Different modes of fluidization in Human Bronchial Epithelial Cells -- the Unjamming Transition vs. the Epithelial-Mesenchymal Transition

Epithelial tissues are non-migratory and behave as a jammed system under homeostatic conditions. Using a jammed layer of human lung epithelial cells we compare a new mode of tissue fluidization, induced by mechanical compression, namely the unjamming transition (UJT) with the epithelial-mesenchymal transition (EMT). Our analyses of experimental data reveal the following: Strong cellular elongation and large fast moving Nematic swirls during the UJT while retaining epithelial nature. All these features are lost during the EMT when the cells become mesenchymal. To further our understanding we developed a dynamic vertex model (DVM) which differs from previous vertex models in that the cell edges can now become curved and can thus reflect the competition of the forces acting on the edge locally. These forces include cortical tension, intracellular-pressure differences, and polarized motility forces. We explore different paths of solid-to-fluid transitions based on different parameters in the model, such as individual cell motility and preferred cell shapes, and compare our predictions with the experimental observations on UJT and EMT. Based on our comparisons, we propose that the UJT could be an alternative route to fluidization of jammed epithelial tissues, independent of the EMT.

· · · · · · ·

**About this task**
Please list the forces that the abstract on epithelial fluidization above names as acting on a cell edge in the dynamic vertex model.

**Data listing**

· · · · · · ·

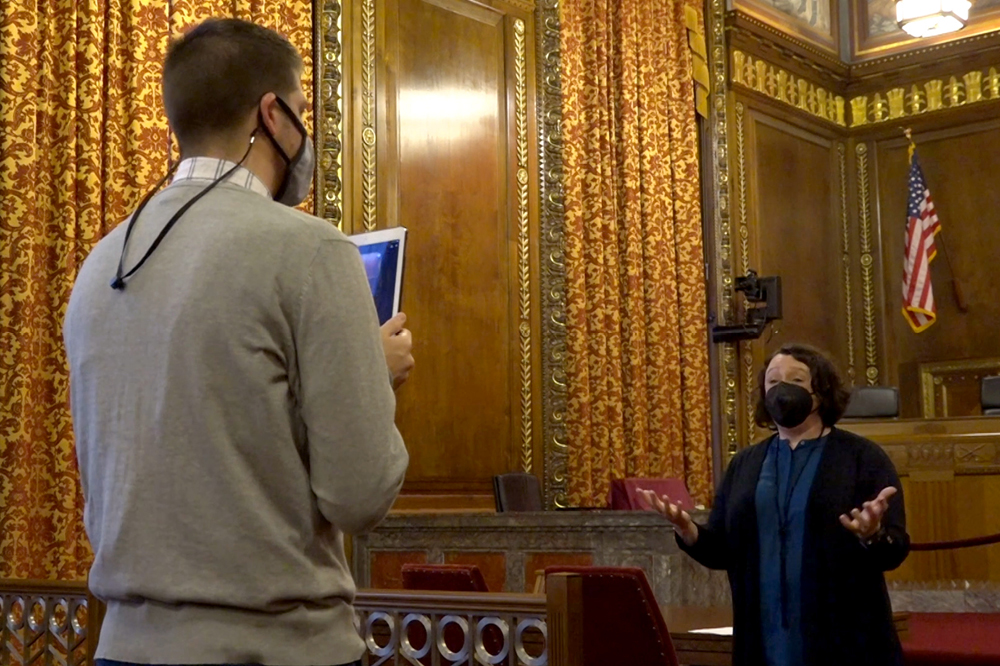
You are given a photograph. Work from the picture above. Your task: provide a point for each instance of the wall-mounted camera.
(763, 297)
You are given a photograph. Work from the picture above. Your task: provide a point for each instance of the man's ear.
(269, 111)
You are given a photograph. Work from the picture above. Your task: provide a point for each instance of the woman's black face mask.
(788, 404)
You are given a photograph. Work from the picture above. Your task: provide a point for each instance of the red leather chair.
(625, 493)
(444, 577)
(447, 578)
(622, 623)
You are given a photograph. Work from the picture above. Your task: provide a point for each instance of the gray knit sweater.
(233, 420)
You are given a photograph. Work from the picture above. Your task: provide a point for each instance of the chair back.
(625, 493)
(622, 623)
(517, 491)
(989, 395)
(873, 402)
(443, 578)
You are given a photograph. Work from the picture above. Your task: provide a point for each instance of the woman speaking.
(805, 523)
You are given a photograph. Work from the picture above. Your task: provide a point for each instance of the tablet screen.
(380, 266)
(382, 256)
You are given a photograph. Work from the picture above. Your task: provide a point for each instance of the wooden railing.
(57, 624)
(470, 628)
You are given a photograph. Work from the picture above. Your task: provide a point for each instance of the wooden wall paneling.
(950, 470)
(959, 164)
(444, 132)
(789, 220)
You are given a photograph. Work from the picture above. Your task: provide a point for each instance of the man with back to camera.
(233, 410)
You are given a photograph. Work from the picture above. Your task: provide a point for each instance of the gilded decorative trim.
(930, 96)
(329, 73)
(746, 348)
(369, 148)
(728, 362)
(553, 266)
(761, 76)
(846, 259)
(523, 244)
(929, 378)
(867, 267)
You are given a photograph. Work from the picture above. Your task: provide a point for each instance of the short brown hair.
(826, 384)
(218, 71)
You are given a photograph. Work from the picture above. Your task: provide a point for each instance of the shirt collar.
(211, 168)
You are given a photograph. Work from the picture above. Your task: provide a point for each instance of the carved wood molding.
(742, 224)
(728, 372)
(369, 147)
(523, 245)
(867, 266)
(846, 259)
(329, 113)
(553, 266)
(919, 99)
(780, 85)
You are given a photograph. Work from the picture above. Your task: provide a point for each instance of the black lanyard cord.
(118, 283)
(784, 520)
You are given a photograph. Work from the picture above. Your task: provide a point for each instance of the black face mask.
(788, 404)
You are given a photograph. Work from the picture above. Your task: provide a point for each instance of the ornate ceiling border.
(761, 76)
(918, 99)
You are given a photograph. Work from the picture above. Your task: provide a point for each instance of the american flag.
(921, 226)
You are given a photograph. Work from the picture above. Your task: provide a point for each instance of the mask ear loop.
(118, 283)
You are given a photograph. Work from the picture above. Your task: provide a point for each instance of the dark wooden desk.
(699, 649)
(711, 649)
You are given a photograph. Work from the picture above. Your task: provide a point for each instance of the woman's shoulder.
(753, 451)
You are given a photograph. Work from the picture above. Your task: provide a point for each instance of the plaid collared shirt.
(210, 168)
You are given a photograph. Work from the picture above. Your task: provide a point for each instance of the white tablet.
(382, 254)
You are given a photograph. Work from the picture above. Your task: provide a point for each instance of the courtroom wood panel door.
(454, 158)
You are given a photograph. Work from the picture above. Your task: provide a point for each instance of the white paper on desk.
(718, 631)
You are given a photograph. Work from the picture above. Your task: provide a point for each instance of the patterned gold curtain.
(83, 136)
(637, 358)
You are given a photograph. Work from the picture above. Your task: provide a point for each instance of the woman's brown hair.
(826, 384)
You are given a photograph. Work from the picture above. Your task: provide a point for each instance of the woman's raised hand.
(867, 520)
(679, 518)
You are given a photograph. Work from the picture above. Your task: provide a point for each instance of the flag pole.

· · · · · · ·

**Worked solution**
Cortical tension, intracellular-pressure differences, and polarized motility forces.